## RECORDS PROVIDED
# # # # #

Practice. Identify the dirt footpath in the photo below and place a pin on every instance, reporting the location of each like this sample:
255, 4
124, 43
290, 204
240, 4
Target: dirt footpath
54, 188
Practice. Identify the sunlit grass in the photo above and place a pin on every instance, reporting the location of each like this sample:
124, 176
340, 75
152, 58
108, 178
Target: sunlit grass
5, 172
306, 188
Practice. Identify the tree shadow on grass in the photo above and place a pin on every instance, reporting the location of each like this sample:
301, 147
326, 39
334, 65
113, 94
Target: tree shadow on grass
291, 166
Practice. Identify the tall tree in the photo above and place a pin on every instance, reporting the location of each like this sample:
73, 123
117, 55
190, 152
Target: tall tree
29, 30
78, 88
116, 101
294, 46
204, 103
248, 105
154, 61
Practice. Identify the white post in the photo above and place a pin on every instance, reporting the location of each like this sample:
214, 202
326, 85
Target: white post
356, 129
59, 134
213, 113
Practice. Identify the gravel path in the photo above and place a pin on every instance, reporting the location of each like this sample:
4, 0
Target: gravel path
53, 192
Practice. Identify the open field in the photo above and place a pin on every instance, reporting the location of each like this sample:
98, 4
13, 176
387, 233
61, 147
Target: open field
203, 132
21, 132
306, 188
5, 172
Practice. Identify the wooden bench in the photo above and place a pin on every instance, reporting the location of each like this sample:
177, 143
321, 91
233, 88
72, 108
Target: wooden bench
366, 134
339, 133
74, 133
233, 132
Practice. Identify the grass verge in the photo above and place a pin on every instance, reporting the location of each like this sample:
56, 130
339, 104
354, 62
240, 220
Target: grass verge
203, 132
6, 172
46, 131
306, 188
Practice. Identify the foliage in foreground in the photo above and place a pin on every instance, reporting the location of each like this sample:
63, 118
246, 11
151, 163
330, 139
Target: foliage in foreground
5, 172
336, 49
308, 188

# # # # #

## TASK TO CARRY OUT
Copy the material above line for line, reproducing every character unchanged.

## OUTPUT BELOW
Practice. Identify the dirt footpath in the photo below and place a pin on every instance, reporting the location of each like this sample:
255, 4
124, 43
290, 204
240, 4
Target: dirt footpath
54, 188
Practice. Identify the sunlit grass in the photo above and place a pin on every instance, reporting the location of each like this sample:
124, 176
340, 75
152, 58
108, 178
Target: sunlit grass
5, 172
306, 188
Practice. Identify the tree shadow on grass in the photo above and place a pin on every instance, reporting the location of each like this sample:
301, 147
326, 39
334, 65
113, 94
Target: tree shadow on grass
291, 166
Practice. Identify the tall tree in the photo above and place a pin on every instance, reporting the location of each like this sample:
73, 123
117, 55
190, 152
Target: tall tree
29, 30
78, 88
116, 101
294, 46
204, 103
248, 105
154, 61
Practice. Identify the white post in the photo above and place a pin on every instance, reporting the location of each like this sample:
214, 202
326, 85
Target: white post
356, 129
59, 134
213, 113
Practice. Identify the gravel path in the photo above and place a pin on every instance, reporting the location of each like this sample:
4, 0
Target: gravel path
53, 192
Practice. Identify the open field in the photo above and place a pin on every instance, reporting the location of each like this sample:
98, 4
13, 176
387, 233
61, 147
Target: open field
203, 132
21, 132
306, 188
5, 172
Practice. Identify the wooden bench in the photo above and place a pin on every instance, reporting the location of each like this sample:
177, 143
321, 91
233, 88
72, 108
Target: wooden bench
366, 134
339, 133
74, 133
233, 132
Practice. Identify the grass verge in the photo above and place a pin on every instance, reporting the location of each like this sample:
56, 130
339, 104
354, 62
240, 220
Target: grass verge
203, 132
6, 172
46, 131
306, 188
Practice. Identify the foliage in foreground in the photo above and place a pin on every instance, reporting the location of each like this sample:
63, 118
246, 11
151, 163
330, 139
Target: foliage in foreground
5, 172
336, 49
308, 188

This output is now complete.